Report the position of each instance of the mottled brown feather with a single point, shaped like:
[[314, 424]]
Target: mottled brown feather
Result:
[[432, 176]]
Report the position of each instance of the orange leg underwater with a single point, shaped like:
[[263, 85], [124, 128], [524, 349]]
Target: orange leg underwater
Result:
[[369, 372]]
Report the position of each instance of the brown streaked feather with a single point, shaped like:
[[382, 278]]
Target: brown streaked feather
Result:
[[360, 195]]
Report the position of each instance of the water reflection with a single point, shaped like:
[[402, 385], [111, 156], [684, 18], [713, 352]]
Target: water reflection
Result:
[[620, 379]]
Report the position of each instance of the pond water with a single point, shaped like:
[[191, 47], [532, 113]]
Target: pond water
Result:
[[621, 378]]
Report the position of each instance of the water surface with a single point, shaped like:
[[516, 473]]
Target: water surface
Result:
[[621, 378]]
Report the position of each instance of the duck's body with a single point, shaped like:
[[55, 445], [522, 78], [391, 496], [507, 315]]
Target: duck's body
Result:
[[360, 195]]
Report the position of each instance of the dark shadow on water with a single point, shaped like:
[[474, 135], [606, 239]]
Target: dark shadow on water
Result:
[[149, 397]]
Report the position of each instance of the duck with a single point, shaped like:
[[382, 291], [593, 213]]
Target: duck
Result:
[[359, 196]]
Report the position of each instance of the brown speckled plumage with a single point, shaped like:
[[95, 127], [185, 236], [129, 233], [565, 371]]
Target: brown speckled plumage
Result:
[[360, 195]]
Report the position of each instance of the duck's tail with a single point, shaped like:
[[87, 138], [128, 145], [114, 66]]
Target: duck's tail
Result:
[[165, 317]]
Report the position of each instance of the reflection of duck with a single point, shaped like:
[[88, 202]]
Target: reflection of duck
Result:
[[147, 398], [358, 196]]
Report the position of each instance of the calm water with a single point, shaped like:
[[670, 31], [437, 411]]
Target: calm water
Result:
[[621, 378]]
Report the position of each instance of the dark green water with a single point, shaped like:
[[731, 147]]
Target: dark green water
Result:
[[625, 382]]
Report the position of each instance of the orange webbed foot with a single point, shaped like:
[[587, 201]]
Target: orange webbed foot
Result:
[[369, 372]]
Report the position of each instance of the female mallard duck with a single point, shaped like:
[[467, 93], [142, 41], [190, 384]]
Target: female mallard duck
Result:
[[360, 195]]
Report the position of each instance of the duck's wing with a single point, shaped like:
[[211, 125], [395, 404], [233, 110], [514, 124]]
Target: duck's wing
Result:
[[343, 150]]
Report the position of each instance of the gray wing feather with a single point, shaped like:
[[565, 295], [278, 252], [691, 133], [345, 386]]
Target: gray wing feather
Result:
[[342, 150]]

+ + + +

WORK TO COMPLETE: Your task is to transcribe the listing above in full, exactly as given.

RESULT:
Report the position of each instance of the mottled brown feather with a single point, shaped like:
[[314, 424]]
Target: mottled brown feather
Result:
[[432, 176]]
Report the position of each instance of the orange leg underwater with a single point, shaped like:
[[263, 85], [124, 128], [524, 349]]
Target: orange leg underwater
Result:
[[369, 372]]
Report the position of each instance of the brown streaked feather with a single point, shaped like:
[[382, 278]]
Target: brown streaked feather
Result:
[[360, 195]]
Report the position of each instance of the water reflection with a single point, shaped like:
[[402, 385], [111, 156], [684, 18], [713, 352]]
Target: water reflection
Result:
[[620, 379]]
Report the position of each instance of the pond water with a single point, shaped like:
[[191, 47], [532, 113]]
Target: pond water
Result:
[[621, 378]]
Report the position of each instance of the water surface with a single point, shaped like:
[[516, 473]]
Target: water surface
Result:
[[621, 378]]
Report the position of each instance of the duck's body with a single point, shaped like:
[[55, 445], [522, 78], [391, 496], [507, 315]]
Target: duck's body
Result:
[[360, 195]]
Report the position of each instance of the dark shadow on water with a single point, shaped like:
[[474, 135], [606, 239]]
Target: dark shadow on water
Result:
[[149, 397]]
Report the position of each instance of the duck with a single point, shaped like:
[[382, 291], [593, 213]]
Target: duck
Result:
[[359, 196]]
Report the position of each instance of the brown speckled plumage with a single point, shaped like:
[[95, 127], [185, 236], [129, 233], [565, 371]]
Target: brown speckled plumage
Result:
[[360, 195]]
Report the position of each instance of the duck's tail with a single point, shaped like:
[[87, 138], [128, 145], [114, 66]]
Target: duck's tail
Result:
[[165, 317]]
Report the position of each instance of the reflection of duck with a single point, shaped like:
[[88, 202]]
Target: reflection of duck
Result:
[[147, 398], [358, 196]]
Report the position of each instance of the calm water with a single point, shaped like:
[[670, 31], [437, 411]]
Target: calm water
Result:
[[621, 378]]
Report the position of each instance of the dark green water with a single point, shaped like:
[[731, 147]]
Target: dark green water
Result:
[[625, 382]]
Report the position of each instance of the orange webbed foot with a single point, shaped like:
[[587, 201]]
Target: orange webbed foot
Result:
[[369, 372]]
Report the position of each instance of the female mallard duck with a single point, shaped like:
[[467, 93], [142, 41], [190, 384]]
Target: female mallard duck
Result:
[[360, 195]]
Report the position of each instance of the duck's wing with a single point, shaped like:
[[211, 125], [395, 404], [233, 110], [514, 124]]
Target: duck's wing
Result:
[[343, 150]]
Report the position of each instance of the gray wing feather with a single point, shaped like:
[[565, 295], [278, 252], [691, 133], [345, 386]]
Target: gray wing feather
Result:
[[342, 150]]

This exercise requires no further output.